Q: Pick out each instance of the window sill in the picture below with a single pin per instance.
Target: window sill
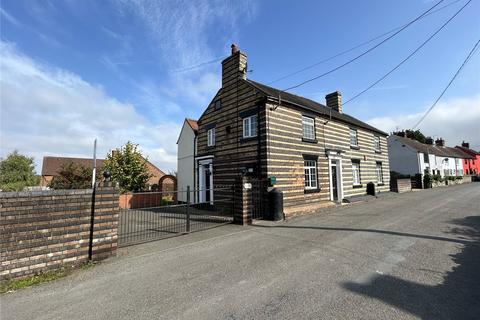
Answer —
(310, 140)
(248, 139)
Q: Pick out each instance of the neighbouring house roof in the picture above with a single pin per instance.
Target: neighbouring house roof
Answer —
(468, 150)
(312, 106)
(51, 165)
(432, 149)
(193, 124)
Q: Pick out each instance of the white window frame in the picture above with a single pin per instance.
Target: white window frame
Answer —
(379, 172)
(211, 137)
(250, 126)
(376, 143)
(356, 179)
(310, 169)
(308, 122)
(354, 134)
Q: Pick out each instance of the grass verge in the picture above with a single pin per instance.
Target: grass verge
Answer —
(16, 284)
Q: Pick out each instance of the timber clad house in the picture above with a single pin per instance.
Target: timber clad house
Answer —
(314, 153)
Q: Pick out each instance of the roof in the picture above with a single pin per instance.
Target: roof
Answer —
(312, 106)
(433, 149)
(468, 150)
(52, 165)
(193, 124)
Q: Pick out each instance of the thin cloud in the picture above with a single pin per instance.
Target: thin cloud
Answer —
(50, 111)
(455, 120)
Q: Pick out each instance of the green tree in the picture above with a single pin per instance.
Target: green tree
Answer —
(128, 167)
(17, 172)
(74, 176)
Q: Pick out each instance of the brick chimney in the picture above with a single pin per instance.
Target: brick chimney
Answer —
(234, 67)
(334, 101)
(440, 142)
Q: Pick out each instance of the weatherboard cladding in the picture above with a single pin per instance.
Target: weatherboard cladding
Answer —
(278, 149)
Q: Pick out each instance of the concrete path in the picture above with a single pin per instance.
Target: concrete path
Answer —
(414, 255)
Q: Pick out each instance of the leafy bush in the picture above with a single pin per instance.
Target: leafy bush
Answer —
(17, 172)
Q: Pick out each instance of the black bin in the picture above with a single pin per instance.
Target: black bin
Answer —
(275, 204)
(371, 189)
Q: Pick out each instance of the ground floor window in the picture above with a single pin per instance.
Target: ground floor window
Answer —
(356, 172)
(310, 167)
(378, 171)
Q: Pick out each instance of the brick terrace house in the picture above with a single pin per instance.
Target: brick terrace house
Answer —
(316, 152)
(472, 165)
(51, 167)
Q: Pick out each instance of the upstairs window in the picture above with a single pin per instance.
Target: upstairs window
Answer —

---

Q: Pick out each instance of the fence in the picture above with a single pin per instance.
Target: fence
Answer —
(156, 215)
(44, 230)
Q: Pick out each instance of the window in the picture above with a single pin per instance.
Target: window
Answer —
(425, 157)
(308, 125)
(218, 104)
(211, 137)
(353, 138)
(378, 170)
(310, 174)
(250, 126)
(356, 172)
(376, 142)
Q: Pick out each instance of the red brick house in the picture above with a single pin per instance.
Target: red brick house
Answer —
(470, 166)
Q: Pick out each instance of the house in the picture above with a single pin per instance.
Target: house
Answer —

### [ABOUT THIS TASK]
Find the line with "Target: leafy bush" in the entries above. Retype it and each line after it, exactly, through the line with "Target: ground floor window", and stop there.

### [ANSWER SECTION]
Target: leafy bush
Answer —
(17, 172)
Q: Pick out each instance of the black bin in the picture above with a single pin per instance.
Target: black bin
Answer —
(275, 204)
(371, 189)
Q: Pick out each instance of the ground floor window in the picture above with a single pin per instance.
Target: ground floor window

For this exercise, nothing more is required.